◆ FRAGMENT ◆
>>>>>
De draak vervolgt de vrouw
Door:
Franklin ter Horst (Aangemaakt: 23 april 2018)
Met dank aan
het Bijbelstudieteam Jur van Calkar en Simonida Dijkhuis-Nijhof voor hun
medewerking aan deze Bijbelstudie.
Openbaring 12:13 t/m 18
“En toen de draak zag, dat hij op de aarde was geworpen, vervolgde hij de
vrouw, die het mannelijke kind gebaard had. En aan de vrouw werden twee
vleugels van de grote arend gegeven om naar de woestijn te vliegen, naar haar
plaats, waar zij onderhouden wordt buiten het gezicht van de slang, een tijd en
tijden en een halve tijd. En de slang wierp uit haar bek water achter de vrouw
als een stroom, om haar door de stroom te laten medesleuren. En de aarde kwam
de vrouw te hulp en de aarde opende haar mond en verzwolg de stroom, die de
draak uit zijn bek had geworpen. En de draak werd toornig op de vrouw en ging
heen om oorlog te voeren tegen de overigen van haar nageslacht, die de geboden
van God bewaren en het getuigenis van Jezus hebben; en hij bleef staan op het
zand der zee.
Jezus/Yeshua profeteerde van uitwerping van satan in:
Lukas 10:18 En Hij zeide tot hen (de discipelen): Ik zag de satan als een
bliksem uit de hemel vallen.
<<<<<
◆ AANGELEVERDE ITEMS ◆
>>>>>
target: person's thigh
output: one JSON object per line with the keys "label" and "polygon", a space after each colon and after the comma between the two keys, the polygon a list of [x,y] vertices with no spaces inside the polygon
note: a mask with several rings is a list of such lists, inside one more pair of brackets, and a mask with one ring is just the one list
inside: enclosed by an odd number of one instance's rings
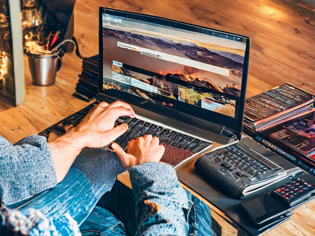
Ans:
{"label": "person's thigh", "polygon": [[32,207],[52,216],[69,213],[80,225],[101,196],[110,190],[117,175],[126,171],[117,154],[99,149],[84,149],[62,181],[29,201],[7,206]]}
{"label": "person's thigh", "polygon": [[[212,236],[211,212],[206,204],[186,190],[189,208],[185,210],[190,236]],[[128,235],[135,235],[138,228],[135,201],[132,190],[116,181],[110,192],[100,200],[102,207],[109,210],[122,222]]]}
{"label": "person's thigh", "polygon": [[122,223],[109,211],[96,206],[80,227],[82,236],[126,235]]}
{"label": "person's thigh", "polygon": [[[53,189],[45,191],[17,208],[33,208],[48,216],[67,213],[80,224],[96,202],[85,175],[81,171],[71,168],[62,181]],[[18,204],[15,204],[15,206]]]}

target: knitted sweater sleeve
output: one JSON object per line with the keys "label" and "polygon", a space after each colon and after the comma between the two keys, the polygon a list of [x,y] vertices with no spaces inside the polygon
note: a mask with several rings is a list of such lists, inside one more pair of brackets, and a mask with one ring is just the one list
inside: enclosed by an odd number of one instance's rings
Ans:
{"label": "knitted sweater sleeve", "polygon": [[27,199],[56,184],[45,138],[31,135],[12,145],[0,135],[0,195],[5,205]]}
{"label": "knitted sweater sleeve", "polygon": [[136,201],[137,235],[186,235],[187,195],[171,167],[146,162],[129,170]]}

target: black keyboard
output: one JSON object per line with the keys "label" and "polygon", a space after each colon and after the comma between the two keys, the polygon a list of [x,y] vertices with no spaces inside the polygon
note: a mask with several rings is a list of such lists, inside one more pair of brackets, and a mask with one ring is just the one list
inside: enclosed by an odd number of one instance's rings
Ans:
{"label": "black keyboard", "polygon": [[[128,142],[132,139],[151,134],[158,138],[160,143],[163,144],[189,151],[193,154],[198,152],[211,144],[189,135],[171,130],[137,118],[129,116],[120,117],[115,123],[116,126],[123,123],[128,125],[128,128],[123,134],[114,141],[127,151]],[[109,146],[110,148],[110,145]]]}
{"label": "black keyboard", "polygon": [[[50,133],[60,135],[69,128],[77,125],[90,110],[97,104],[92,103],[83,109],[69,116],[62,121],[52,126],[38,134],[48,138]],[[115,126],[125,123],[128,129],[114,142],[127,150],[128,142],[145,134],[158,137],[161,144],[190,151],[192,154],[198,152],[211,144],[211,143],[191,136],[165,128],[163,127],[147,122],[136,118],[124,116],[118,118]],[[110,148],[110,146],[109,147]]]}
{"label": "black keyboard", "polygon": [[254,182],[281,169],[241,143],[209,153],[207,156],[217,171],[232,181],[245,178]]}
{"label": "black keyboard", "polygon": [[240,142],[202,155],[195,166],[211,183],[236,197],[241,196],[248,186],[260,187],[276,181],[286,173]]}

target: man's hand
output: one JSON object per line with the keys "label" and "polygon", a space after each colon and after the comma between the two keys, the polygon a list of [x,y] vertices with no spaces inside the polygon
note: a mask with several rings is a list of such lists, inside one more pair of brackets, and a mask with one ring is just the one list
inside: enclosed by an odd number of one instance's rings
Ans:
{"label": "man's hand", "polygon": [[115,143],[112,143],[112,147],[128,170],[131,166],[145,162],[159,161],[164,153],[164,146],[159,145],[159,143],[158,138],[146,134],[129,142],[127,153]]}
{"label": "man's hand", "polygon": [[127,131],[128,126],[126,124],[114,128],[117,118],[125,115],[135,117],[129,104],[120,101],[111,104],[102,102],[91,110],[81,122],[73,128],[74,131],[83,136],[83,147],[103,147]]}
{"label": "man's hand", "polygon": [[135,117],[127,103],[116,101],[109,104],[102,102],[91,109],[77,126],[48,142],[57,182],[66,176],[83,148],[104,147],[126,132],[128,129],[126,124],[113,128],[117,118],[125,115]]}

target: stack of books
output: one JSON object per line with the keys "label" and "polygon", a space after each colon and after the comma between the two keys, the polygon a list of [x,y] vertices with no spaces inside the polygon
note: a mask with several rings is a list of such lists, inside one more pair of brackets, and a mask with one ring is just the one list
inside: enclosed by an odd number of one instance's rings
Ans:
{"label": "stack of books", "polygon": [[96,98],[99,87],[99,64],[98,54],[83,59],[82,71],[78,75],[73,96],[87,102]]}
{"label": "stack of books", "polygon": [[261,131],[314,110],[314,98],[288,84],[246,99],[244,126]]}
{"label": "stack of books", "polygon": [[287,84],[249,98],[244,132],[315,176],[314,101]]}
<<<<<
◆ OVER DE OPDRACHT ◆
Schrijf de bijbelstudie over de draak die de vrouw vervolgt verder, te beginnen na het aangehaalde vers uit Lukas 10:18.

◆ UITGEWERKTE OPLOSSING ◆
Nadat Yeshua het
koningschap aanvaard had, kon de overste van deze wereld niet langer in de
hemelse gewesten aanwezig zijn. De woede van Satan keert zich vooral tegen de
vrouw. Zij is het symbool voor Israël. De vleugels in dit tekstdeel spreken van
een snelle ontkoming, maar ook van bescherming. De kracht en bescherming van
deze arendsvleugelen wordt ook uitgedrukt in de volgende bijbelverzen:
Exodus 19:4
“…gij hebt gezien, wat Ik de
Egyptenaren heb aangedaan, en dat Ik u op arendsvleugelen gedragen en tot Mij
gebracht heb.”
Jesaja 40:31
“…maar wie de Here
verwachten, putten nieuwe kracht; zij varen op met vleugelen als arenden; zij
lopen, maar worden niet moede; zij wandelen, maar worden niet mat.maar die op den Heer wachten
verkrijgen nieuwe kracht, dat zij opvaren met vleugelen als de arenden, dat zij
lopen en niet moede worden, dat zij wandelen en niet mat worden.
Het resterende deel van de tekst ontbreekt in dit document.